┌─ Textauszug
Die Emscher sowie der Suderwicher Bach waren vor dem Emscher-Umbau sogenannte „Köttelbecken“. In den als offene Schmutzwasserläufe genutzten Gewässern war ein Überleben von Tieren und Pflanzen kaum möglich. Seit 2021 ist das Emscher-System nun vom Abwasser befreit und die Emscher und ihre Nebengewässer werden ökologisch verbessert – mit dem „Tag der lebendigen Emscher“ erhält die Emschergenossenschaft erste Erkenntnisse über die Wiederbesiedlung der Flusslandschaft.

Verschiedenste Tier- und Pflanzenarten gehören zum Ökosystem am Fluss – egal ob Schmetterlinge, Libellen, Vögel, Amphibien, Säugetiere, Fische oder winziges Makrozoobenthos. Letztere sind wirbellose tierische Wasserorganismen, welche als Indikatoren für eine gute Gewässergüte stehen können. Insgesamt wurden rund 310 Pflanzenarten, über 270 Insektenarten, 51 Vögel, 35 wasserlebende Tiere (Fische & Makrozoobenthos) und etwa 30 Arten aus weiteren Artengruppen wie Amphibien, Spinnen, Schnecken und Säugetieren entdeckt. Besonders spannend waren die Beobachtungen des stark gefährdeten Flussregenpfeifers oder der Kleinen Zangenlibelle, einer vom Aussterben bedrohten Art in NRW. Beide Tiere nutzen die dynamischen Kies- und Sandbänke der naturnah umgestalteten Emscher.

Viele weitere an naturnahe Gewässer gebundene Arten, wie beispielsweise die Vögel Rohrammer, Eisvogel und Teichrohrsänger zeigen, dass sich die Natur an der Emscher erholt und der einst naturfremde Fluss wieder eine Lebensraumfunktion für Flora und Fauna trägt.
Die Artenfunde des diesjährigen Forschungsevents zeigen, dass sich entlang der Emscher unterschiedliche Auenlandschaften entwickeln – wiederum mit großem Potential für die regionale Biodiversität. Die vielfältigen und unterschiedlichen Lebensräume – von Bach- zu Flussauen, von Pionierstandorten zu Bereichen fortgeschrittener Vegetationsentwicklung – machen das zukünftige Beobachten der Gewässerentwicklung für die Emschergenossenschaft und ihre Kooperationspartner besonders spannend.
Auch nach dem Aktionswochenende zum „Tag der lebendigen Emscher“ können engagierte BürgerInnen ihre Tier- und Pflanzenentdeckungen mit den Forschenden des NABU und der Emschergenossenschaft teilen. Mit der App „NABU-Naturgucker.de“ können Spaziergänger*innen und Radfahrende eigene Artenerfassungen durchführen und die Daten so für weitere Auswertungen zur Verfügung stellen.
└─
┌─ Gegebene Angaben
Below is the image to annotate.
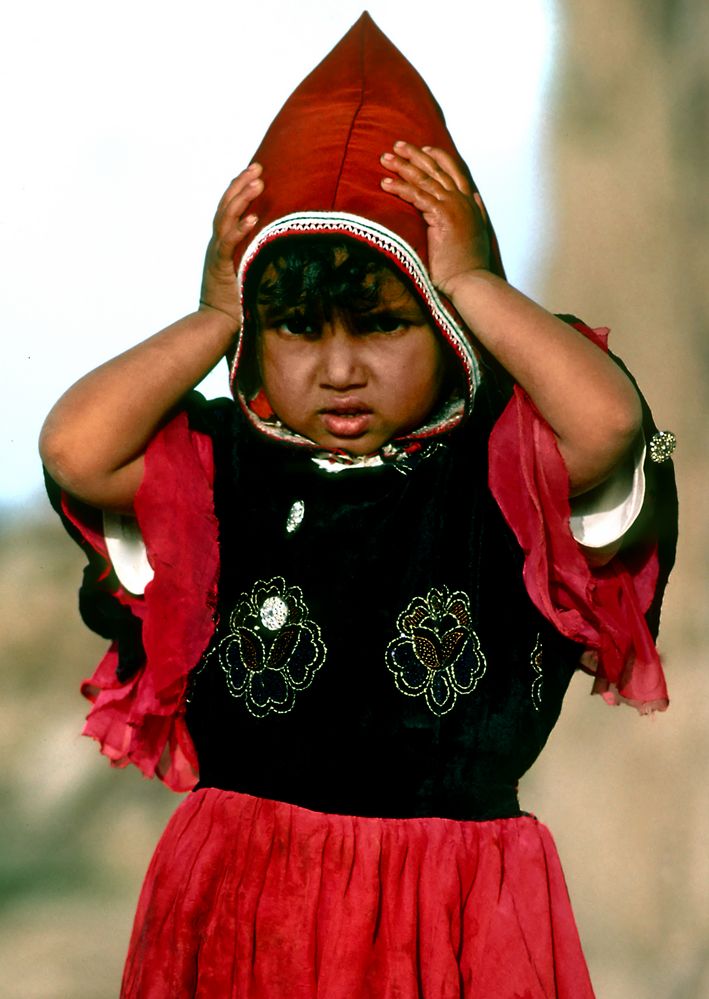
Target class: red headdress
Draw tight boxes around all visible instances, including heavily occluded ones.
[232,13,504,443]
└─
▶ _Was zu tun ist_
(A) Gib aus dem Text über die Emscher den Abschnitt von „Viele weitere an“ bis „und Fauna trägt.“ wortgetreu wieder.
(B) Seit welchem Jahr ist das Emscher-System laut dem Text über die Emscher frei von Abwasser?

▶ _Lösungen_
(A)
Viele weitere an naturnahe Gewässer gebundene Arten, wie beispielsweise die Vögel Rohrammer, Eisvogel und Teichrohrsänger zeigen, dass sich die Natur an der Emscher erholt und der einst naturfremde Fluss wieder eine Lebensraumfunktion für Flora und Fauna trägt.

(B) Seit 2021.